▶ Problem set
1. In the transcript on defense funding below, how much money does the National Security Supplemental Act involve, and which three places is it for?
2. Do these statements agree with the transcript on defense funding below? Answer yes or no for each, quoting the words that decide it.
(a) Congress pushed the funding deadline into March.
(b) The congressional leadership's meeting at the White House produced a deal on the supplemental.
(c) Speaker Johnson's majority is two votes.

▶ Text block
Great day to be inside. So speaking of Congress, so when we're talking about federal funding right now, we're really talking about two different issues. The first thing is the federal budget for the entire federal government, but specifically we're going to be talking about the defense appropriation bills. That's $886 billion. Congress recently passed the CR to push the funding deadline into March, so that's another push back into the congressional year. We've already done that previously and the impact that it has on DOD is that DOD can't start new contracts, they can't hire new people. A CR, while better than a shutdown certainly better than a shutdown is not great for the defense industrial base, but specifically it does hurt our ability to innovate and prepare for future conflicts. The second issue that we're talking about is the $110 billion in the National Security Supplemental Act for Ukraine, israel and Taiwan. I would like to highlight that the majority of Congress supports this funding, especially since the majority of the funding will actually be reinvested back into our defense industrial base to hire more contractors, to hire more people, to put people to work. We've talked about this a number of times, congressman. Now the congressional leadership recently went to the White House to discuss with President Biden to negotiate on the supplemental. Really, nothing came out of that, predominantly because the Speaker of the House he's very adamant that his caucus wants funding for the border and that he's not willing to put the bill forward until the border funding is included in the supplemental.

Speaker 2:

The Senate leadership both Senator Schumer, a Democrat, senator McConnell or Republican they're looking to bring this bill to the Senate for sometime early next week. We are expecting Senator McConnell to be whipping Senate Republicans. For those of you that don't know what that term means, it means getting them to vote, getting the Republican caucus to vote to support this bill because it is a national security priority. Really, what I want to get to that is in the Senate. We're looking like there's a lot of support in the Senate, the House we have a minority of members in the House that are not in support of the supplemental funding without any border add-ons.

Speaker 2:

There's a slim majority. Speaker Johnson has a very slim majority two votes. I don't see how he gets the border funding in there but at the same time he can kill any bill that comes to the House. Even with that slim majority, he does have to listen to the minority of his caucus in order to bring any bill to the floor. For that I want to ask, mike I want to ask you a question From your experience both in the Department of Defense and in Congress what's the impact of a shutdown on our national security and what kind of message does this send to our adversaries China, russia, iran, any online actors out there, mike?

Speaker 3:

Yeah, thanks, nate, it's bad. Yeah, it's bad. I mean, there's no two ways around it. And everybody says this, which is a frustrating part for people in uniform, in the DOD, in Congress and out in the private sector. Everybody knows it's bad, everybody says it's bad and they say it over and over again. So look, this is what you're getting. No new starts.

▶ Extracted entries
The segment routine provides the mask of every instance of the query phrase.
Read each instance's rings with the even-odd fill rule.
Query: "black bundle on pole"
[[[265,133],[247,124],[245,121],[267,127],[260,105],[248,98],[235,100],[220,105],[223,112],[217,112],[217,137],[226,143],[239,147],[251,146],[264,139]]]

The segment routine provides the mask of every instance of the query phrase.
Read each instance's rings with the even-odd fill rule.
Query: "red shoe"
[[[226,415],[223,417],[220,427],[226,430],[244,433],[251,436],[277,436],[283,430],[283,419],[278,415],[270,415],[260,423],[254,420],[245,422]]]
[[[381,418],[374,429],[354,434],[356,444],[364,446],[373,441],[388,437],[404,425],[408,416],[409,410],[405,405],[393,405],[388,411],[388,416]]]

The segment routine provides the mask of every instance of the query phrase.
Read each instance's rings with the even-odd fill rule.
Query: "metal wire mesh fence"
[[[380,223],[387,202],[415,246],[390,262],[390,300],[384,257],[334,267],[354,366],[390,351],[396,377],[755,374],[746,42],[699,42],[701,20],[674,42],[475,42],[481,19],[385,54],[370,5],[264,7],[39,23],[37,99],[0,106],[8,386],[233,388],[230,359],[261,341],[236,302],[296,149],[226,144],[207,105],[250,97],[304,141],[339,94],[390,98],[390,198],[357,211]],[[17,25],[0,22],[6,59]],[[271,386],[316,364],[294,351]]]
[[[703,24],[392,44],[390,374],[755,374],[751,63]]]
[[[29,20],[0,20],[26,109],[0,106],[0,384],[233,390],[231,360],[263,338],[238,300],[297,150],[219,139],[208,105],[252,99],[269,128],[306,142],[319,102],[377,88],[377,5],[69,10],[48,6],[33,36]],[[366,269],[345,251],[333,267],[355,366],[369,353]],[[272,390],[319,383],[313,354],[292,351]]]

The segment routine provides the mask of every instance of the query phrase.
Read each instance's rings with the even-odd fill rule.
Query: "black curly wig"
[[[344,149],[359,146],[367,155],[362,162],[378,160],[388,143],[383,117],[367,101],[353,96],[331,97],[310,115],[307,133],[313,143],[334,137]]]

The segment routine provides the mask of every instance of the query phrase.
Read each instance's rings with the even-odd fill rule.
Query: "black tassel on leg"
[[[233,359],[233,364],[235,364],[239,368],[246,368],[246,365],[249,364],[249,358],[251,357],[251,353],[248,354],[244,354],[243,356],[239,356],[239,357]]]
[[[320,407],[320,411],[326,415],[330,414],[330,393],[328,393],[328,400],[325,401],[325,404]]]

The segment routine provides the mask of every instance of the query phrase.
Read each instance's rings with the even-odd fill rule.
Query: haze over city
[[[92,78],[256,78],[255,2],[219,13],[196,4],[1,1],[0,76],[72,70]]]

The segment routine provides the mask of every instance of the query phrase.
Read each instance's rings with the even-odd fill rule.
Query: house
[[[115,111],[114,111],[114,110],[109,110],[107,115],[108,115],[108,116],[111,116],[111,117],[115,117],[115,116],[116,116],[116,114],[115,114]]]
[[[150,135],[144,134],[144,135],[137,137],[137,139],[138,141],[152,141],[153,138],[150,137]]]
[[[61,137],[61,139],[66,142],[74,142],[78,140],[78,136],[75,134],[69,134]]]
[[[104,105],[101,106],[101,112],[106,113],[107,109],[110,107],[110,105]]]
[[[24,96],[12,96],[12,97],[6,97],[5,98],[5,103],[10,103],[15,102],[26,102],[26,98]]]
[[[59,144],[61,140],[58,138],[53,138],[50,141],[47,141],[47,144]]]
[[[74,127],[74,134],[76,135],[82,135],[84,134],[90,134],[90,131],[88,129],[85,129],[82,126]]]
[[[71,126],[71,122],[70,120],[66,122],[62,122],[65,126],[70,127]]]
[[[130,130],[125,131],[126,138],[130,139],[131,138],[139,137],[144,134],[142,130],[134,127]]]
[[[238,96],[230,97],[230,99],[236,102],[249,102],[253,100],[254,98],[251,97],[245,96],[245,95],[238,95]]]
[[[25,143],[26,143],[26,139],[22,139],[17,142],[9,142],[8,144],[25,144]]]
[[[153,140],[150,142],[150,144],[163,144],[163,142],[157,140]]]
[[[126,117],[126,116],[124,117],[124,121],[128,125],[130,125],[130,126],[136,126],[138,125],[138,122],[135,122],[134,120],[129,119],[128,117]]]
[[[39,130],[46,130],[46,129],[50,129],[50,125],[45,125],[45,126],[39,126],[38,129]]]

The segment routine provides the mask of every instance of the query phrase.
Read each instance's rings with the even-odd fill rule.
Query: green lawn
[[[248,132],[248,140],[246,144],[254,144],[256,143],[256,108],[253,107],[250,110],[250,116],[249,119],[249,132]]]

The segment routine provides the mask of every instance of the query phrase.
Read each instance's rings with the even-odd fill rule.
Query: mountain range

▶ Answers to the tasks
1. $110 billion, for Ukraine, Israel and Taiwan.

2.
(a) Yes: "Congress recently passed the CR to push the funding deadline into March"
(b) No: "Really, nothing came out of that"
(c) Yes: "Speaker Johnson has a very slim majority two votes."